= WHAT THIS TASK INVOLVES =
Transcribe the Okta Architect job posting word for word, from "As an Okta Architect, you" up to and including "Trust Architecture (ZTA) principles.".

= EXTRACT TO READ =
##############################
Okta Architect

Location: Washington, DC

Department: 56219066 - AFS Identity & Access Management

As an Okta Architect, you will play a key role in designing, implementing, and managing robust identity solutions for Workforce Identity and Customer Identity (CIAM) environments. This role requires expertise in authentication, authorization, and identity governance, with a focus on scalability, security, and compliance.

Key Responsibilities

• Architect, design and implement Okta Workforce Identity Cloud and Customer Identity solutions.
• Develop scalable identity workflows, lifecycle management, and governance processes.
• Create authentication and authorization strategies aligned with Zero Trust Architecture (ZTA) principles.
• Map Okta authentication policies to NIST SP 800-63 assurance levels and federal compliance requirements.
• Architect and implement SSO, MFA, and provisioning integrations across SaaS, cloud, and on-premises applications.
• Design and maintain SCIM integrations and API-based provisioning.
• Drive automation initiatives using Terraform and GitOps pipelines for efficient Okta configuration management.
• Implement advanced security measures, including phishing-resistant MFA (e.g., FIDO2, Okta FastPass) and passwordless authentication.
• Ensure compliance with federal security frameworks, including FedRAMP, FISMA, and other industry standards.
• Develop risk-based access policies, continuous authentication, and session management strategies.
• Serve as a subject matter expert (SME) for Okta and IAM best practices.
• Provide technical guidance to junior engineers and cross-functional teams.
##############################
= GIVEN RECORDS =
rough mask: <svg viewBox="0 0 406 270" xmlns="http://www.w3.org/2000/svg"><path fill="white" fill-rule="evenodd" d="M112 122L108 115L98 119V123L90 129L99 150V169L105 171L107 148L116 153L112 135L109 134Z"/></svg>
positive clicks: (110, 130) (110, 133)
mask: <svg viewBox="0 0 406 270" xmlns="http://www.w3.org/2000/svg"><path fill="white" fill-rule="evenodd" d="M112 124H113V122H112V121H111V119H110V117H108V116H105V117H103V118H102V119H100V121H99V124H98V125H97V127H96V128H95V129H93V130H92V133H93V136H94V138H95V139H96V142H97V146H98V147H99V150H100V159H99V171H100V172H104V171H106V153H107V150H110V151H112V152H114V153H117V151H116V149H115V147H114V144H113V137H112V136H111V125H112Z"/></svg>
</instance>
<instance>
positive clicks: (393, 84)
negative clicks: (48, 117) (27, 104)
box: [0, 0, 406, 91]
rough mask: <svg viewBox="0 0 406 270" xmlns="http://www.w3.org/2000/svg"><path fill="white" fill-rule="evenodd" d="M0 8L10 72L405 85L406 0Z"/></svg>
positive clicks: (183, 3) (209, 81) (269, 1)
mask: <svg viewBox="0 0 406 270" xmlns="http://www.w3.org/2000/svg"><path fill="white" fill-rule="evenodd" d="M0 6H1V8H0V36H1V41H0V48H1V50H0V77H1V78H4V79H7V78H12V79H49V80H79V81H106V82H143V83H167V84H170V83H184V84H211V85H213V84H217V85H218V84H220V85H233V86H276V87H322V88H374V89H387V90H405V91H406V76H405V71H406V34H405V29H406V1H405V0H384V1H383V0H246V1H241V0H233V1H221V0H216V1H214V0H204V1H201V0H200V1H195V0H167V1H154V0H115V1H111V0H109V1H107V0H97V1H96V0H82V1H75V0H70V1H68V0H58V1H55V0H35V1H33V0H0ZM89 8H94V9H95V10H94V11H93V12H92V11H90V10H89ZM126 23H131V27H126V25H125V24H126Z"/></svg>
##############################
= ANSWER AREA =
As an Okta Architect, you will play a key role in designing, implementing, and managing robust identity solutions for Workforce Identity and Customer Identity (CIAM) environments. This role requires expertise in authentication, authorization, and identity governance, with a focus on scalability, security, and compliance.

Key Responsibilities

• Architect, design and implement Okta Workforce Identity Cloud and Customer Identity solutions.
• Develop scalable identity workflows, lifecycle management, and governance processes.
• Create authentication and authorization strategies aligned with Zero Trust Architecture (ZTA) principles.